Task objective: Retype exactly the lines from the one that contains "point(714, 241)" through the final line of the material below, and add nothing else.

Data supplied:
# # #

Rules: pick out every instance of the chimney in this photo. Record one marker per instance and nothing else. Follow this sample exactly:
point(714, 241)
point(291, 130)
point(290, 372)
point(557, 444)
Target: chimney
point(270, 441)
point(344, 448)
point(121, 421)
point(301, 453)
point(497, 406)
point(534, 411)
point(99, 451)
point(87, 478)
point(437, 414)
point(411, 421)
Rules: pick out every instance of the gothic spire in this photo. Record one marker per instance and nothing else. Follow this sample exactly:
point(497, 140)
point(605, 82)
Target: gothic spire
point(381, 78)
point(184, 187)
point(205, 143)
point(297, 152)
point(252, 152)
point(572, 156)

# # #

Solution for this problem:
point(714, 241)
point(291, 130)
point(290, 372)
point(557, 444)
Target: chimney
point(270, 441)
point(344, 448)
point(121, 421)
point(301, 453)
point(497, 406)
point(534, 411)
point(99, 451)
point(87, 478)
point(437, 414)
point(411, 421)
Rules: pick out every instance of the gothic spire in this photo. Record one marker per instance and nothing else. Follow this sample exactly:
point(497, 140)
point(605, 82)
Target: gothic spire
point(381, 78)
point(184, 187)
point(205, 143)
point(297, 152)
point(252, 152)
point(572, 156)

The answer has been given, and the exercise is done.